# Directive
Write out the full set of records exactly. Any pictures in them do not belong in the copy.

# Given records
## BEGIN
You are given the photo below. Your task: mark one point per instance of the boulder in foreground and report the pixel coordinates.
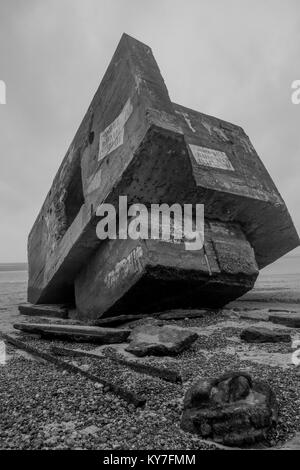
(167, 340)
(233, 409)
(257, 334)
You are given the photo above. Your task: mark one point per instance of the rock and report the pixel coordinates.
(233, 409)
(90, 430)
(291, 319)
(157, 340)
(259, 315)
(256, 334)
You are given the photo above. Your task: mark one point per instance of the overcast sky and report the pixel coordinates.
(235, 59)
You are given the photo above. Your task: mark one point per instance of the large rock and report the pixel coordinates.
(256, 334)
(291, 319)
(157, 340)
(233, 409)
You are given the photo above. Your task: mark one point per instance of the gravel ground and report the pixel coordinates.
(42, 407)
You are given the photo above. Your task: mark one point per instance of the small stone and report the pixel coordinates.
(233, 409)
(160, 340)
(256, 334)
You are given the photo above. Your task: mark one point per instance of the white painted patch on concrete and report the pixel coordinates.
(210, 157)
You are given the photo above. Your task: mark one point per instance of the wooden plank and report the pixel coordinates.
(75, 332)
(54, 311)
(122, 392)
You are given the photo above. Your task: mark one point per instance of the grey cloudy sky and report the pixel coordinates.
(235, 59)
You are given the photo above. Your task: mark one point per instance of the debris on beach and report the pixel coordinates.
(233, 409)
(257, 334)
(291, 319)
(146, 340)
(53, 311)
(79, 333)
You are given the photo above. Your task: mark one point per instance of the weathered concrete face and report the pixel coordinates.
(134, 141)
(142, 276)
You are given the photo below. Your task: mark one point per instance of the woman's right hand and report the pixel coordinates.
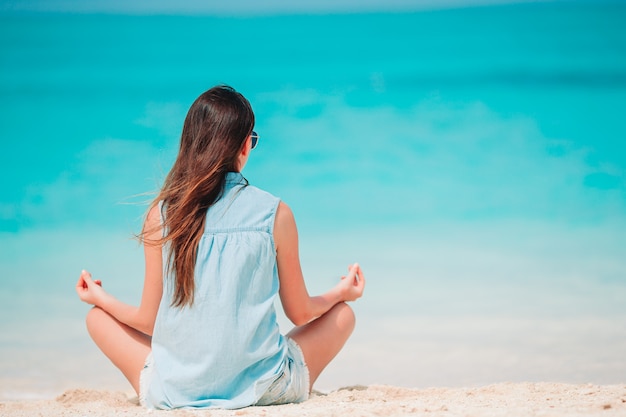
(352, 285)
(89, 290)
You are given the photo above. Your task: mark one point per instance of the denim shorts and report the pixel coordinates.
(292, 384)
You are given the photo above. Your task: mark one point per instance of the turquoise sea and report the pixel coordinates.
(472, 159)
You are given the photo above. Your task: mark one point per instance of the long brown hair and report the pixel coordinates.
(215, 130)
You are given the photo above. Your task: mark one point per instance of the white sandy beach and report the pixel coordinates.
(506, 399)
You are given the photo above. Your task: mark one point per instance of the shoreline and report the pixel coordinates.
(502, 399)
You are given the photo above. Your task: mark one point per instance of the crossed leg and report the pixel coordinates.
(322, 338)
(126, 347)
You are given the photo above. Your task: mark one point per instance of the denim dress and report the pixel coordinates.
(225, 350)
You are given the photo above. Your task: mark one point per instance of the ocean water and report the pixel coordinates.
(473, 160)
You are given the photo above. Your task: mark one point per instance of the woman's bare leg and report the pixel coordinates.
(321, 339)
(126, 347)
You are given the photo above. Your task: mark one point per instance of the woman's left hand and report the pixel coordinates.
(89, 290)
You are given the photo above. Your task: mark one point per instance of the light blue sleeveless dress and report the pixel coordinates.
(226, 350)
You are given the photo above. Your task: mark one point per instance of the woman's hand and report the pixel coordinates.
(89, 290)
(352, 285)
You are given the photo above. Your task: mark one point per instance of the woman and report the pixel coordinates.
(217, 252)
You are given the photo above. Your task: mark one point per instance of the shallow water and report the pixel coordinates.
(472, 160)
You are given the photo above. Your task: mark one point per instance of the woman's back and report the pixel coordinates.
(226, 348)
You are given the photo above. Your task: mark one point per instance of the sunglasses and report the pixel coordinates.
(255, 139)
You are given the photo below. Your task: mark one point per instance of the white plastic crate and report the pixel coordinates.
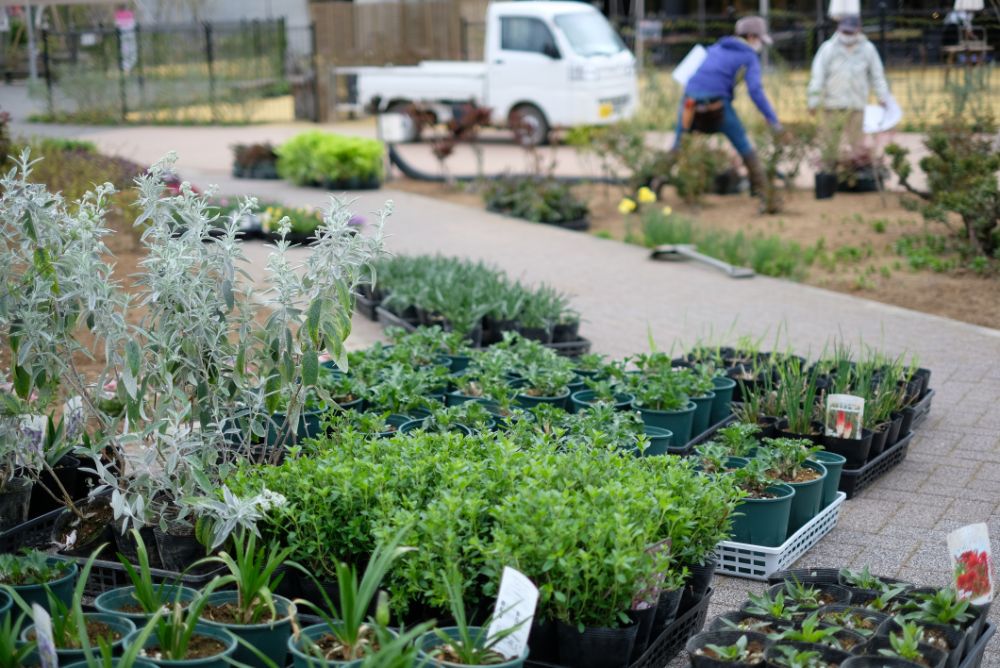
(756, 562)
## END
# Final result
You are given the photo below. Your task: mark one point per instance of the boulder in foreground and report the pixel coordinates.
(167, 340)
(233, 409)
(257, 334)
You are given the photo above. Your task: mark one point per instance of the rock and report the pixel coordinates.
(233, 409)
(90, 430)
(291, 319)
(157, 340)
(259, 315)
(256, 334)
You are given the photo above. Your task: mark one point per instance of the overcast sky and report the pixel coordinates.
(235, 59)
You are given the photo above. Your task: mark one point per instance of the large rock and report the pixel coordinates.
(256, 334)
(291, 319)
(157, 340)
(233, 409)
You are given the photo above. Your task: mark one point per instance of the gravel ground and report the pixel coordinates.
(42, 407)
You are given the photo above. Your task: mark one point per instance of the small stone and report the pixel coordinates.
(233, 409)
(160, 340)
(256, 334)
You are given the photo above. Your task: mark one point per instance of the white painted patch on concrete and report the pixel coordinates.
(210, 157)
You are given the photo above. Your task: mark one point per instance of the wooden plank and report the pixel coordinates.
(75, 332)
(54, 311)
(122, 392)
You are given the photo above. Your task: mark one point per instance of the grey cloudy sky and report the pixel coordinates.
(235, 59)
You are given the photo above. Your task: mark one point per instance of the debris on beach and report the pixel coordinates.
(233, 409)
(257, 334)
(291, 319)
(146, 340)
(53, 311)
(79, 333)
You are given the photo above. Your task: mark one point per instance of the weathered concrete face and report the pixel coordinates.
(134, 141)
(142, 276)
You are given the photo below. Your task: mark one point per instance of the woman's right hand and report the pixel coordinates.
(352, 285)
(89, 290)
You are given the photo above. Your task: mark one point per instance of the denim shorts and report the pixel coordinates.
(292, 384)
You are given the photo above. Your task: mark one point per instance of the turquoise sea and report the pixel coordinates.
(472, 159)
You are given the photo above. Your task: mark one point per instance of the long brown hair and report the pixel coordinates.
(215, 130)
You are given the photo above. Your task: mark one point per instance of the white sandy beach and report the pixel coordinates.
(506, 399)
You are given the photo above. Your task: mark one point per instance of the shoreline and report the pixel coordinates.
(502, 399)
You are given the photo above. Your task: mark one point per instance of the crossed leg and report the pixel coordinates.
(322, 338)
(126, 347)
You are given the photo above. Your task: mark one point per instance of the denim dress and report the pixel coordinates.
(225, 350)
You are given the photo above. Your task: mark one point per instance of the ocean water and report the pixel coordinates.
(473, 160)
You are given the photo above. Your task: mark one point per instance of the woman's bare leg and report the pixel coordinates.
(321, 339)
(126, 347)
You are given the photo above. Your task: mark one point per instance of the woman's left hand and report the pixel coordinates.
(89, 290)
You are given the photo above. Your task: mark one point per instance of the light blue sleeveless dress and report the pixel coordinates.
(226, 350)
You are given the photo above. Your task: mark one point per instance of the woman's hand and report the pixel coordinates.
(89, 290)
(352, 285)
You are given the photo above. Your task: mark one point per instance of the woman and report the pixel coordinates.
(217, 252)
You are given the photo above. Your task: mark one point per instance of the shallow water and report the pixel coordinates.
(472, 160)
You are given the photo above. Your task: mark one point per instance of the woman's back and report the pixel coordinates.
(226, 348)
You are given the photo above. Your task: mark one point per instance of the sunglasses and report the pixel coordinates.
(255, 139)
You are given the photo below. Your task: mark one point per instance of the white plastic crate and report the pixel coordinates.
(756, 562)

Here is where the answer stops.